(Pointing and labeling records)
====================

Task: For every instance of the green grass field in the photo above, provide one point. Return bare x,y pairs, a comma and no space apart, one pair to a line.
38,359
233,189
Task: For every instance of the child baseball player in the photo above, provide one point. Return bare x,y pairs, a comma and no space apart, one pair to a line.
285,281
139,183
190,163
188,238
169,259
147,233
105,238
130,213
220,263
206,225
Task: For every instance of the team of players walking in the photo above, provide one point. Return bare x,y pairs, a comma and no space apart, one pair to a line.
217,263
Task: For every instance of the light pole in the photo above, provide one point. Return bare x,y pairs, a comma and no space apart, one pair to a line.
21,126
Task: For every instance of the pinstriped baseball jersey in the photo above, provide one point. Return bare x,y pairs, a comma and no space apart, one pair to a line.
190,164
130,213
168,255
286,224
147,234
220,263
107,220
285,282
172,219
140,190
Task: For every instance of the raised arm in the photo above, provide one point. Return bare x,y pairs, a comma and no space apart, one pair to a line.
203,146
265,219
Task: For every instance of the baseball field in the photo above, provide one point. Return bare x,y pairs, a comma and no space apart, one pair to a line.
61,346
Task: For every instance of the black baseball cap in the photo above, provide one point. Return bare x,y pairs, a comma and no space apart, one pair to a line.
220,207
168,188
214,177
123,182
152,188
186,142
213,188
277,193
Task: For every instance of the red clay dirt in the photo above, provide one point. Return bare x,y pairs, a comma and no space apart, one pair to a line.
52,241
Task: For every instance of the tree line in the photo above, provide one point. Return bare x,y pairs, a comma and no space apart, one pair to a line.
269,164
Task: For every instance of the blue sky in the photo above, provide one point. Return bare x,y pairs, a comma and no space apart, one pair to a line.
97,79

====================

__Exercise brief__
Copy all of the records above line for line, keeping every character unchanged.

__Response to the exercise__
Task: For every instance of the green grass field in the photo above, provide one point. Return bare x,y pairs, a comma and no space apart, one pair to a line.
38,359
233,189
Task: For every instance of the child baseball player in the photo above, provide one point. Return bare x,y pairs, a comma and no space apart, one pair to a line.
285,281
139,183
190,163
188,238
169,259
147,233
105,238
130,213
220,263
206,225
Task: For every instance of the team of players walking in the photo above, provide one point. Return bare x,y pairs, a comma and no space apart, one pair to a line.
217,263
Task: For every instance of the light pole in the photo above, provide one point. Return bare x,y pairs, a comma and no space apart, one pair to a line.
21,126
Task: For every instance of the pinstriped baseball jersey in the photo above, provide one point. Return bare x,y pairs, a comma and no space apart, one pair to a line.
190,164
130,213
168,255
286,224
147,234
220,263
107,220
285,282
172,219
140,190
Task: For every instance of the raised arm in the photo above, provide one point. Return bare x,y pairs, a comma and no space apart, one pair to a line.
203,146
265,219
Task: For every instance of the baseball field in the photo above, provide one point. Return bare x,y pairs, a comma and no space apart, one pair to a line.
61,346
Task: For every instance of the black baseball cap in the photo above, provide one point. Return bare x,y pairs, a comma and no space apart, one pair to a line.
220,207
168,188
214,177
123,182
152,188
186,142
213,188
277,193
Task: For every instance of the red clay dirt in the photo above, provide one point. Return bare x,y pairs, a comma and no space apart, one pair to a line.
52,241
Task: For every instance of the tree line in the photo above, provide one point. Return bare x,y pairs, a comma and no space apart, one pair to a line.
269,164
Task: For every instance of the blue sky in the photo above, provide one point. Return bare x,y pairs, a comma and no space apart, one pair to a line.
97,79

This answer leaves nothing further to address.